Objective: Reproduce the entries below with "occurrence" substituted for every "instance", keeping everything else identical, and leave out the pictures.

Exercise input:
· · · · ·

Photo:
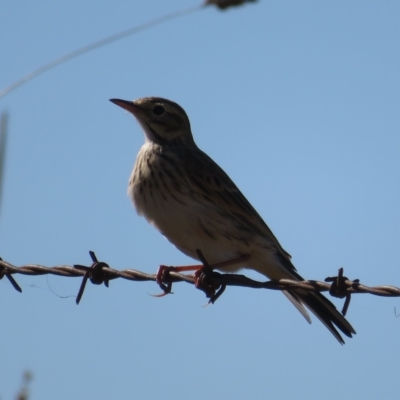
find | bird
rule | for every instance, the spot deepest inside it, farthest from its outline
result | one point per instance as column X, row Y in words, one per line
column 190, row 200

· · · · ·

Complete output:
Photo:
find | bird
rule | for every occurrence, the spot deepest inside it, farthest from its outline
result | one point per occurrence as column X, row Y in words, one per line
column 190, row 200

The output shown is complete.